# KUTIPAN TEKS
....................

Setelah seorang pegawai pajak divonis bebas Pengadilan Tangerang dan terkuak memiliki rekening Rp 24,6 miliar—dalam kasus ini diduga terlibat sejumlah pejabat Polri— 30 Maret lalu juga tertangkap tangan mereka yang bertransaksi antara seorang hakim Pengadilan Tinggi Tata Usaha Negara dengan pengacara.

Istilah ledakan memang tak hanya digunakan untuk ledakan bom atau kompor, tetapi juga bersifat sosial, seperti ledakan penduduk dan maraknya korupsi, pemerasan, dan suap dalam tubuh negara. Keadaan ini ibarat ledakan korupsi.

Tahun 2005, dugaan suap atau pemerasan lebih dari Rp 10 miliar atas terdakwa Probosutedjo, melibatkan sejumlah hakim termasuk hakim agung. Komisi Pemberantasan Korupsi (KPK) bahkan menggeledah ruang kerja mantan Ketua Mahkamah Agung Bagir Manan, tetapi tak menyeret mereka ke muka pengadilan.

Kasus terkait pejabat Polri juga mencuat 2005. Pembobolan dana BNI senilai Rp 1,2 triliun, menguak dugaan suap melibatkan Rudi Sutopo, Komisaris Besar Irman Santosa, Jenderal Da’i Bachtiar, Komjen (Purn) Erwin Mappaseng, Brigjen Samuel Ismoko, dan Adrian Waworuntu.

Januari 2006, hakim Pengadilan Jakarta Selatan, Herman Alossitandi, tertangkap tangan memeras terkait penanganan perkara korupsi di PT Jamsostek senilai Rp 300 miliar. Ahmad Djunaidi sebagai terdakwa juga sempat melempar sepatu ke jaksa karena terdakwa mengklaim telah membayar Rp 550 juta.

....................

# YANG DIMINTA
1. Tulis ulang teks tentang kasus korupsi, seluruhnya mulai dari "Setelah seorang pegawai" sampai "Negara dengan pengacara.", dengan mengganti "pegawai pajak" menjadi "petugas pajak".
2. Sebutkan semua orang yang menurut teks tentang kasus korupsi diduga terlibat suap dalam pembobolan dana BNI.
Materi di bawah ini diambil dari sumber yang berbeda.

# Deskripsi wilayah dalam bahasa alami

....................

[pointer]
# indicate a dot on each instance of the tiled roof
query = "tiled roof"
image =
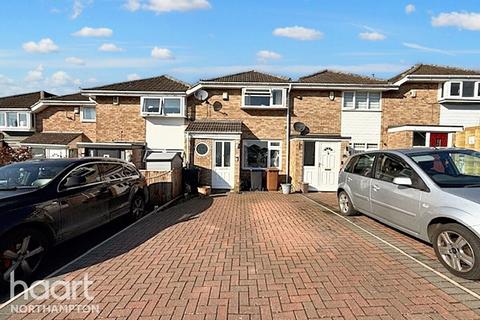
(328, 76)
(60, 138)
(435, 70)
(217, 126)
(25, 100)
(162, 83)
(69, 97)
(250, 76)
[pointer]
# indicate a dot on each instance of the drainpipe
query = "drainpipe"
(288, 133)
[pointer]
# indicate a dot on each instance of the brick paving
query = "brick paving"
(259, 256)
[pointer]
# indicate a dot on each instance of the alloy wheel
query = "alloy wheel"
(25, 257)
(455, 251)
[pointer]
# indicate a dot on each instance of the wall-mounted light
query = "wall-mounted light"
(331, 96)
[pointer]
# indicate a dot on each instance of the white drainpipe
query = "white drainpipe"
(288, 133)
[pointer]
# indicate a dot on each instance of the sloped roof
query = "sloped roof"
(249, 76)
(435, 70)
(329, 76)
(60, 138)
(217, 126)
(69, 97)
(161, 83)
(25, 100)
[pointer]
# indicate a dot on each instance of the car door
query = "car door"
(359, 179)
(398, 205)
(119, 186)
(83, 206)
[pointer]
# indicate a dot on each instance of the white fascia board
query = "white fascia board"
(132, 93)
(426, 128)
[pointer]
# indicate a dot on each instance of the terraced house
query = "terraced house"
(234, 125)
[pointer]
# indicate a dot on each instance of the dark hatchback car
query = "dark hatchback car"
(45, 202)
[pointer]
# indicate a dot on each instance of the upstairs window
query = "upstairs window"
(14, 119)
(263, 98)
(164, 106)
(361, 100)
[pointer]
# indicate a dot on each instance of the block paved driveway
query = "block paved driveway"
(264, 256)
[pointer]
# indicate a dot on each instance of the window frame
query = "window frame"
(269, 148)
(82, 116)
(245, 92)
(161, 111)
(368, 109)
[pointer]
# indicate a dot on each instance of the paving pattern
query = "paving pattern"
(261, 256)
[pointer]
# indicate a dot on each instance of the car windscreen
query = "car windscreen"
(28, 175)
(451, 168)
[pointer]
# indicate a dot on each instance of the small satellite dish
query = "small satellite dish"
(201, 95)
(299, 127)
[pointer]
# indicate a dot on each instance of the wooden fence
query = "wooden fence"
(163, 186)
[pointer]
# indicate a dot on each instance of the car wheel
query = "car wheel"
(345, 205)
(137, 207)
(458, 249)
(21, 253)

....................

# JAWABAN BERNOMOR
1.
Setelah seorang petugas pajak divonis bebas Pengadilan Tangerang dan terkuak memiliki rekening Rp 24,6 miliar—dalam kasus ini diduga terlibat sejumlah pejabat Polri— 30 Maret lalu juga tertangkap tangan mereka yang bertransaksi antara seorang hakim Pengadilan Tinggi Tata Usaha Negara dengan pengacara.

2. Rudi Sutopo, Komisaris Besar Irman Santosa, Jenderal Da’i Bachtiar, Komjen (Purn) Erwin Mappaseng, Brigjen Samuel Ismoko, dan Adrian Waworuntu.